Fragment dokumentu:
Zgodnie z obietnicą z bitwy na sąsiednim forum słów parę na temat dodatku do AOE III, a imię jego Asian Wars
Miodny nad wyraz!
Wspomnieć należy, że pierwszy raz Ensemble Studios podzieliło się z kimś tworzeniem gry, konkretnie była to firma Big Huge Games (znana z Rise of Nations) - wyszło tylko na dobre.
Przede wszystkim - wreszcie są, wspominane już tutaj z nostalgią, kampanie historyczne w ilości trzech.
Zaczynamy od
Japończyków i bodaj najciekawszego okresu z historii tego kraju to jest walki o władzę nad krajem i tytuł Szoguna. Czyli James Clavell presents
Nie ma co prawda Blackthorna, ale kierujemy niejakim generałem Kichiro i daimyo Mototadą, a w ostatniej misji także ich zwierzchnikiem - Tokugawą Ieyasu (czyli Toranagą z książki/serialu). Celem kampanii jest walka z Ishidą San i jego sojusznikami by po pokonaniu ich Tokugawa mógł suwerennie zapanować nad Krajem Kwitnącej Wiśni. W jej trakcie dowiadujemy się kilku ciekawych rzeczy na temat życiorysu naszego generała.. ale nie będę psuł niespodzianki.
Twórcy nie zapomnieli chyba o żadnych z elementów japońskich klimatów i świetnie je odwzorowali (ta uwaga tyczy się również pozostałych kampanii). I tak wśród jednostek podstawowych (to jest dostępnych w koszarach, stajniach itp. i dostawach) mamy:
-roninów czyli wojowników pozbawionych pana i wynajmujących swe usługi temu kto więcej zapłaci, -ninja z dużą sprawnością mordujących cudzych dowódców (krycie się w cieniu)

Wyodrębnione dane:
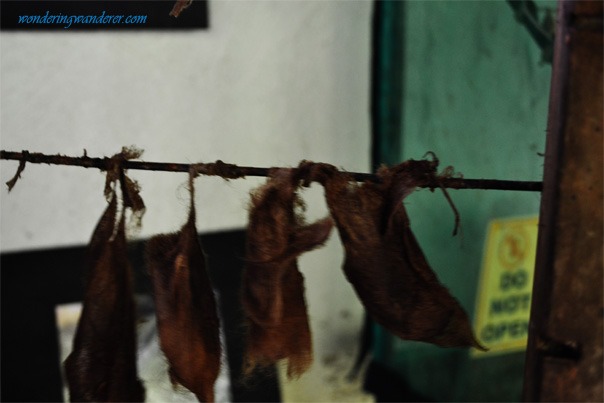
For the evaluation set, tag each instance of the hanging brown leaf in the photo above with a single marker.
(179, 6)
(186, 310)
(384, 262)
(273, 287)
(102, 365)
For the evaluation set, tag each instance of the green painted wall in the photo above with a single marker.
(474, 92)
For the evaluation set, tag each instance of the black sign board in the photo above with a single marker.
(65, 15)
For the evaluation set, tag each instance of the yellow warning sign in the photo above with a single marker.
(506, 283)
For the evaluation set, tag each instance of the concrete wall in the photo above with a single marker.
(270, 83)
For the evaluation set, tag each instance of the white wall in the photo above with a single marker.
(270, 83)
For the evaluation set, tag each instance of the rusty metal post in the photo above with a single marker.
(564, 353)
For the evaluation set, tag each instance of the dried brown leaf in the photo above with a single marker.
(102, 365)
(186, 310)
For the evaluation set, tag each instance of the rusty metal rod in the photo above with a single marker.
(228, 170)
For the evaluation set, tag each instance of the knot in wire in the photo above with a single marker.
(11, 183)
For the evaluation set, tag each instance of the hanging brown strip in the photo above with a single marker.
(273, 287)
(384, 262)
(185, 307)
(102, 365)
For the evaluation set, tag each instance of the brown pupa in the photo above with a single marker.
(185, 307)
(273, 287)
(384, 262)
(102, 365)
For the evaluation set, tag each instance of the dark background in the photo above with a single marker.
(157, 12)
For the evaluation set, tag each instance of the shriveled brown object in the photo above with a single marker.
(273, 287)
(102, 365)
(186, 310)
(179, 6)
(384, 262)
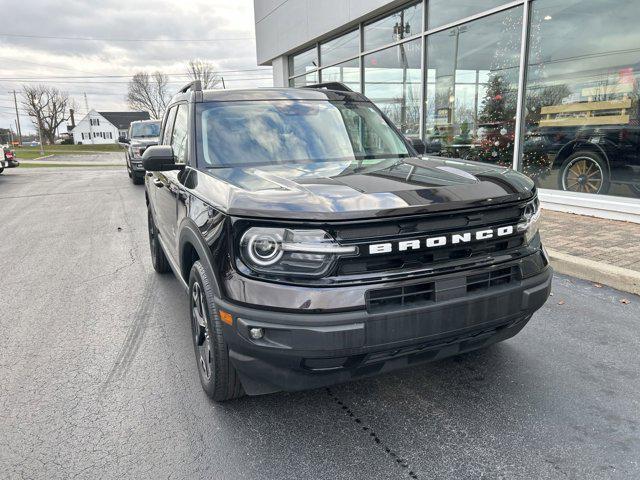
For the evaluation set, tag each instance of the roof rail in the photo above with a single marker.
(330, 86)
(196, 86)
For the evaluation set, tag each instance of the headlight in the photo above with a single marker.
(287, 252)
(530, 222)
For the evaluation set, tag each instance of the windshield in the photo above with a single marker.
(274, 132)
(145, 130)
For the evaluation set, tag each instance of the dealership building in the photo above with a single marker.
(547, 87)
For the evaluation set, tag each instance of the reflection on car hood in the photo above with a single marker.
(144, 142)
(370, 188)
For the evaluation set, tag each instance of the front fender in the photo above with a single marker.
(204, 241)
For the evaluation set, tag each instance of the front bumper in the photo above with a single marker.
(309, 350)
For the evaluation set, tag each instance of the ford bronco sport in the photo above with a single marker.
(317, 247)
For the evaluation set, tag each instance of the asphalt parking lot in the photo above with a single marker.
(97, 374)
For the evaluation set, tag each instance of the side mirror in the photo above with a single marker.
(160, 158)
(417, 144)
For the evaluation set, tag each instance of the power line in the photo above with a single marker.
(106, 39)
(250, 71)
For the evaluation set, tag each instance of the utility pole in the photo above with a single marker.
(86, 106)
(15, 102)
(40, 135)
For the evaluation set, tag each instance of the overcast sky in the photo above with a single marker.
(224, 30)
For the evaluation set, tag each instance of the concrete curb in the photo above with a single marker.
(610, 275)
(39, 158)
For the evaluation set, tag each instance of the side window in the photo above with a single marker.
(179, 136)
(168, 126)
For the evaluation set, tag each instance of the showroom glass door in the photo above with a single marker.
(582, 129)
(471, 88)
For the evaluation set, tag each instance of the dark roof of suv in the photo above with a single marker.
(122, 120)
(280, 94)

Treść zadania: Dopisz dalszy ciąg tekstu o dodatku Asian Wars do AOE III, zaczynając zaraz po jego ostatnim zdaniu.

Odpowiedź:
-samurajów zwykłych
-łuczników
-muszkieterów
-sohei czyli azjatycką piechotę mieczem walczącą
-dwie wersje strzelającej kawalerii czyli yabusame i yojimbo
-jeźdźców naginata
-dwa rodzaje lekkiej artylerii - ogniste strzały i morutaru (kartacze)
Ponadto jednostki można rekrutować w klasztorze - patent polega na tym, że przed nazwą rodzajową występuje słowo pokutujący ; ) I w ten sprytny sposób uzyskujemy:
-lancknechtów
-mnichów
-jeźdźców
-podpalaczy
Kolejnym sposobem powiększenia swojego militarnego potencjału są konsulaty. Najpierw słowo wstępu - jest to następny fajny sposób dostosowania azjatów do AOE III -otóż w miarę rozwoju metropolii mają oni możliwość zawierania sojuszu z jednym z państw europejskich. Wymierną korzyścią takiego postępowania jest możliwość ściągnięcia do siebie wojsk tychże. Nie płacimy jednak za nie normalnymi surowcami a punktami eksportu, które zyskujemy w miarę trwania gry. Exemplum - Japończycy mogą na początku zawrzeć sojusz z Portugalią i dostawać kuszników, dragonów, konną artylerię, flotę i różne ulepszenia. Mogą też jednak, i jest to ich wyłączna właściwość, podjąć decyzję o samoizolacji dzięki czemu zyskują większą paletę własnych jednostek do wyboru:
-samurajów w wersji turbo czyli hatamoto
-shinobi i ninjutsu - dalsze dwe rodzaje ninja, pierwsi szyjący z łuków
-yamabushi-mnich z maczugą
Dalej idzie flota - fune, depesze, takabune, tekkouseny dla każdego coś miłego. I rozwinięte rybołówstwo.
Na początku gry z kolei (w potyczkach) dostajemy zamiast odkrywcy dwóch mnichów z umiejętnościami ogłuszania strażników, puszczania zasłony dymnej (powrót do ratusza z każdego miejsca), a później rzucanie jakimiś quasi granatami w budynki i statki.
W kampanii zamiast mnichów mamy wspomnianego już Kichiro San (umiejętność krótkotrwałego jeden strzał-jeden trup) i daimyo mogącego szkolić jednostki i przyjmować dostawy z metropolii.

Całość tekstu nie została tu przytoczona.